- What you will do
Express every line of the entries below as a numbered list, leaving out blank lines and any pictures.

- Extracted information

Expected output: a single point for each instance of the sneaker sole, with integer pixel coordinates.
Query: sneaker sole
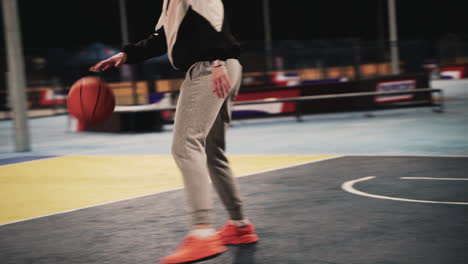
(248, 240)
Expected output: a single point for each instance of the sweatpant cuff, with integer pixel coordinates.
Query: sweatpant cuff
(236, 214)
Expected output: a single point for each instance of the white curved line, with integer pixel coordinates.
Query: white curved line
(437, 179)
(348, 186)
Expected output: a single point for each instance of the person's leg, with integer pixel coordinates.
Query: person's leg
(220, 172)
(238, 230)
(197, 109)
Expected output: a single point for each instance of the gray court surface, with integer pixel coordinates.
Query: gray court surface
(302, 215)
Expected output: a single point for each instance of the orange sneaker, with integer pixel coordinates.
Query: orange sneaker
(233, 235)
(196, 249)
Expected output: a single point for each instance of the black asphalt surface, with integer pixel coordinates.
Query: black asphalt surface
(302, 215)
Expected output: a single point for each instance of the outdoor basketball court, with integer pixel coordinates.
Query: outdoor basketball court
(311, 209)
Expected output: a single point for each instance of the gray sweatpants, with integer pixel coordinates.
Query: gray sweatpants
(198, 145)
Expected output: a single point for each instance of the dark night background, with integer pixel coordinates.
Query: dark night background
(57, 23)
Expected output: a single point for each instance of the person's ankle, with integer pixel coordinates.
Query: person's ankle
(240, 223)
(202, 232)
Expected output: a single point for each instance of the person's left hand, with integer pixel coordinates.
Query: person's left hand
(220, 81)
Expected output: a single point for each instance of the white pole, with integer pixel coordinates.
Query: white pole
(268, 38)
(16, 75)
(393, 37)
(123, 21)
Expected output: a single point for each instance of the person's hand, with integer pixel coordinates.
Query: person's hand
(220, 80)
(114, 61)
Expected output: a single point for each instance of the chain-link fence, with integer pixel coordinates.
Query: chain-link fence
(50, 73)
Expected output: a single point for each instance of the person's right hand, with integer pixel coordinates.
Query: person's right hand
(115, 61)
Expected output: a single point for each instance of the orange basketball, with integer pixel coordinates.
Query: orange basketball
(90, 100)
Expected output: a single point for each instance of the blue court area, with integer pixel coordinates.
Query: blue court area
(389, 187)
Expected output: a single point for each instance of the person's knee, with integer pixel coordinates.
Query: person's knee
(187, 148)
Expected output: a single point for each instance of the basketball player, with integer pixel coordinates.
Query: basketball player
(196, 36)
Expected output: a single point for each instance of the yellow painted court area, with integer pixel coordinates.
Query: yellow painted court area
(49, 186)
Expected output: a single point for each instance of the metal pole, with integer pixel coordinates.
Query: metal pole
(393, 37)
(126, 71)
(16, 75)
(268, 38)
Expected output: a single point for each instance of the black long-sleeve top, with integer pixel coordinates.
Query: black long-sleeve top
(197, 40)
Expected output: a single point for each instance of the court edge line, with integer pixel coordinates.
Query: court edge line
(436, 179)
(404, 155)
(362, 155)
(170, 190)
(348, 186)
(28, 161)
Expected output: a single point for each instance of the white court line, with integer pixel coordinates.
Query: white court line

- Completed exercise
1. Expected output: a single point for each instance of the sneaker sole, with integer pixel coordinates.
2. Query: sneaker sole
3. (248, 240)
4. Expected output: a single point for each instance of the sweatpant cuff, with integer pixel coordinates.
5. Query: sweatpant cuff
6. (236, 214)
7. Expected output: a single point for each instance of the white curved line, with integer pixel coordinates.
8. Query: white curved line
9. (437, 179)
10. (348, 186)
11. Expected output: a single point for each instance of the person's leg, with integer pixel coordinates.
12. Query: person's leg
13. (220, 172)
14. (238, 230)
15. (197, 109)
16. Expected output: a single point for each instance of the gray court surface, with integer pixel coordinates.
17. Query: gray court surface
18. (302, 215)
19. Expected output: a single point for each instance of the orange sneaker, with integer pixel coordinates.
20. Query: orange sneaker
21. (233, 235)
22. (196, 249)
23. Expected output: a single point for each instance of the black asphalt surface, with integer pixel coordinates.
24. Query: black asphalt surface
25. (302, 215)
26. Expected output: a single point for each instance of the outdoor basketball court, with integer pixel coordinates.
27. Query: outdoor basketball court
28. (311, 209)
29. Expected output: a single point for each instance of the gray sweatpants, with integer pixel coordinates.
30. Query: gray sweatpants
31. (198, 145)
32. Expected output: a single point for each instance of the dark night background, with integer pixel coordinates.
33. Query: dark night background
34. (57, 23)
35. Expected output: a single point for each instance of the person's ankle, with integer pixel coordinates.
36. Query: person's ankle
37. (240, 223)
38. (202, 232)
39. Expected output: a single point for each instance of the person's left hand, with integer pixel coordinates.
40. Query: person's left hand
41. (220, 81)
42. Expected output: a single point for each instance of the white pole, with integer pixel coordinates.
43. Query: white pole
44. (268, 38)
45. (16, 75)
46. (393, 37)
47. (123, 21)
48. Expected output: a single point for each instance of the person's hand, with integer pixel coordinates.
49. Query: person's hand
50. (220, 80)
51. (114, 61)
52. Expected output: a single point for each instance of the chain-link fence, with integer pixel coordinates.
53. Query: chain-link fence
54. (50, 73)
55. Expected output: a single point for each instance of the person's right hand, with integer pixel coordinates.
56. Query: person's right hand
57. (115, 61)
58. Expected output: a single point for each instance of the orange basketball, with integer pixel coordinates.
59. Query: orange basketball
60. (90, 100)
61. Expected output: a single point for each instance of the blue court area, with integer pixel coordinates.
62. Query: blue court area
63. (389, 187)
64. Expected output: a single point for each instance of the person's knee, with integer pixel coordinates.
65. Query: person's knee
66. (187, 148)
67. Expected output: a single point for each instance of the basketball player, with integer pixel coordinates.
68. Query: basketball player
69. (196, 36)
70. Expected output: a single point for each instance of the yellow painted court area, with integer pixel coordinates.
71. Query: yellow painted court area
72. (49, 186)
73. Expected output: a single point for each instance of the metal pole, with integer pixel coordinates.
74. Query: metal pole
75. (393, 37)
76. (126, 71)
77. (16, 75)
78. (268, 38)
79. Expected output: a single point for each instance of the black long-sleeve top, with integer pixel coordinates.
80. Query: black long-sleeve top
81. (197, 40)
82. Expected output: a single point for each instance of the court edge line, with integer pixel coordinates.
83. Query: court edge line
84. (436, 179)
85. (404, 155)
86. (362, 155)
87. (170, 190)
88. (348, 186)
89. (28, 161)
90. Expected output: a single point for each instance of the white court line, with integer pixel coordinates.
91. Query: white court line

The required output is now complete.